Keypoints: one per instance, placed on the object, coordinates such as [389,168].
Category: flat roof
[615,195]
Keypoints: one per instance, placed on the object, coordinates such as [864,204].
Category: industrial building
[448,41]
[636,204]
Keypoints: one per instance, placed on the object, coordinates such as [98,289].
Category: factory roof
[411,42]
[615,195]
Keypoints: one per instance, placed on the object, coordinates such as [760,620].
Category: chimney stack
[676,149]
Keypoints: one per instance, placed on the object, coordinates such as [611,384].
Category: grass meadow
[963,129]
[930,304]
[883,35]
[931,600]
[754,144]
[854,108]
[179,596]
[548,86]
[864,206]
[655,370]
==
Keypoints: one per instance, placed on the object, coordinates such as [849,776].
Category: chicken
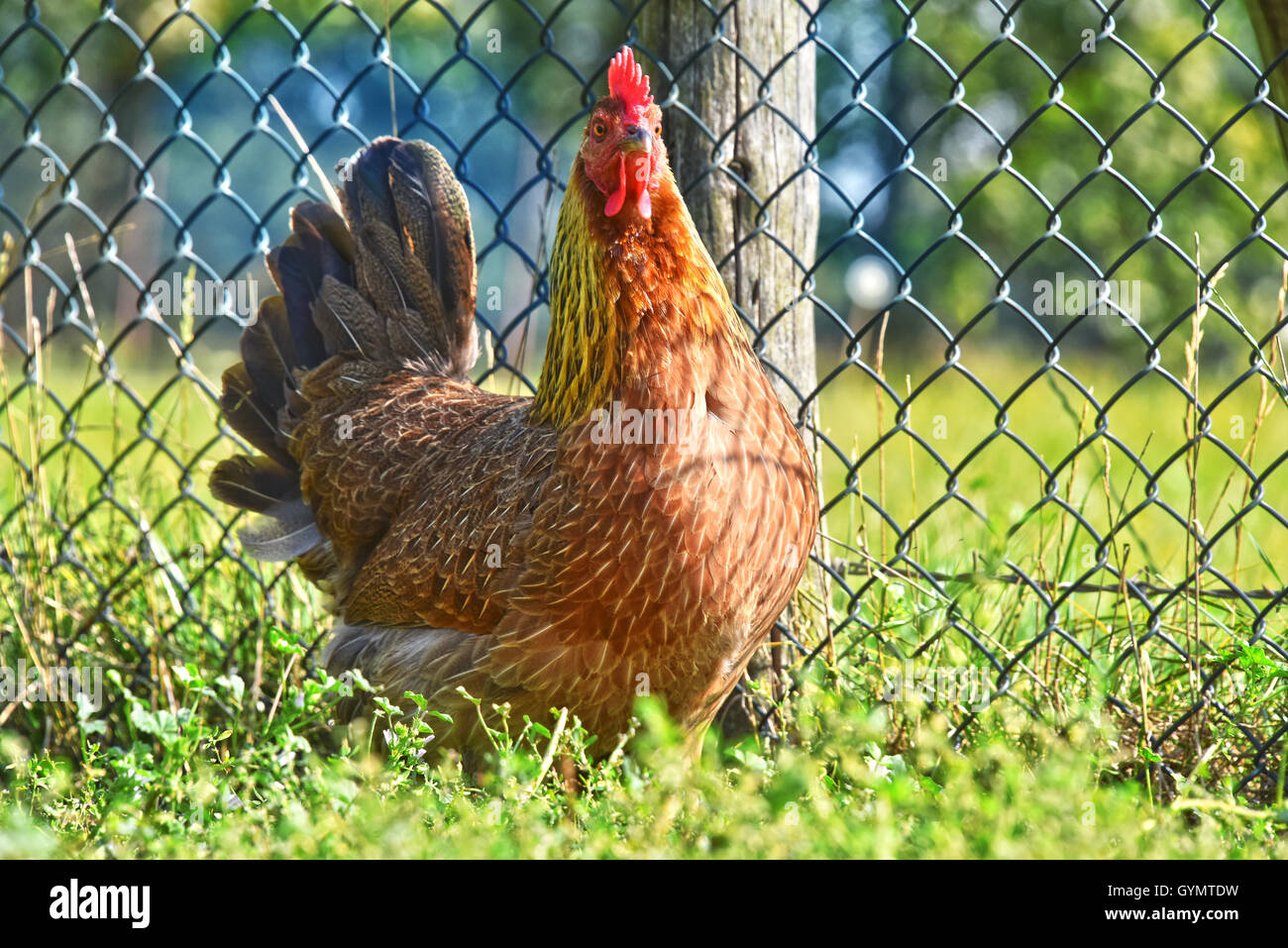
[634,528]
* * *
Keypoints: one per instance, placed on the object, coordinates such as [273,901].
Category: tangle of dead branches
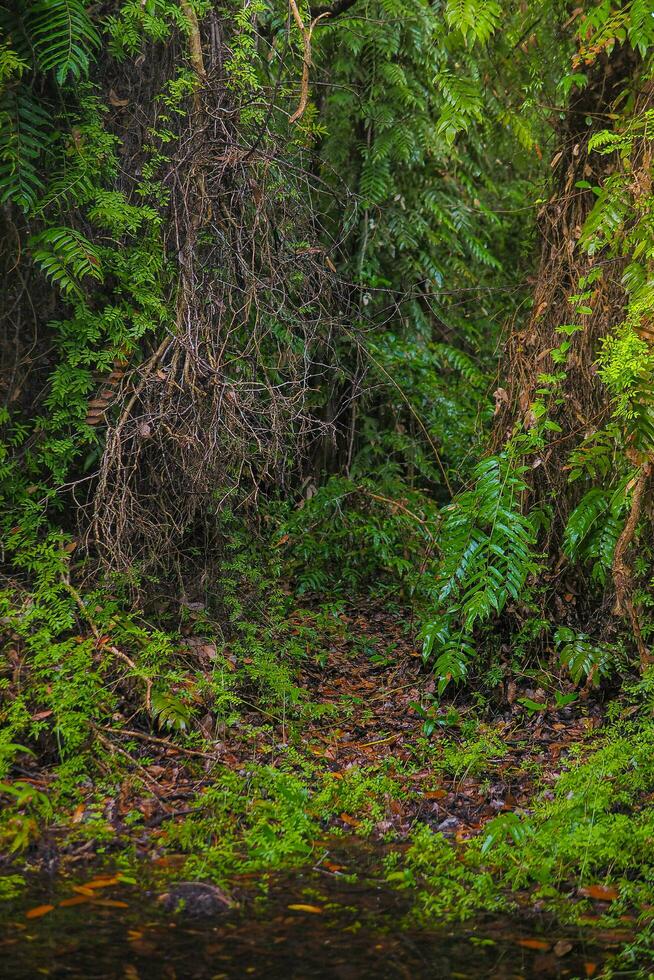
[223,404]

- Aufgabe -
Liste jede Zeile des Materials auf, in der die Zeichenfolge „Keypoints“ vorkommt. Achte dabei auf Groß- und Kleinschreibung.

- Gelöste Aufgabe -
Keypoints: one per instance, placed on the object, coordinates such as [389,168].
Keypoints: one per instance, placed on the object, coordinates such as [864,204].
Keypoints: one per instance, placed on the object, coordinates such as [98,289].
Keypoints: one per instance, placed on the object, coordinates such as [760,620].
Keypoints: one per instance, placed on the object, coordinates such as [611,384].
Keypoints: one per instance, placed on the object, coordinates such as [849,776].
Keypoints: one per instance, placed on the object, coordinates such as [273,901].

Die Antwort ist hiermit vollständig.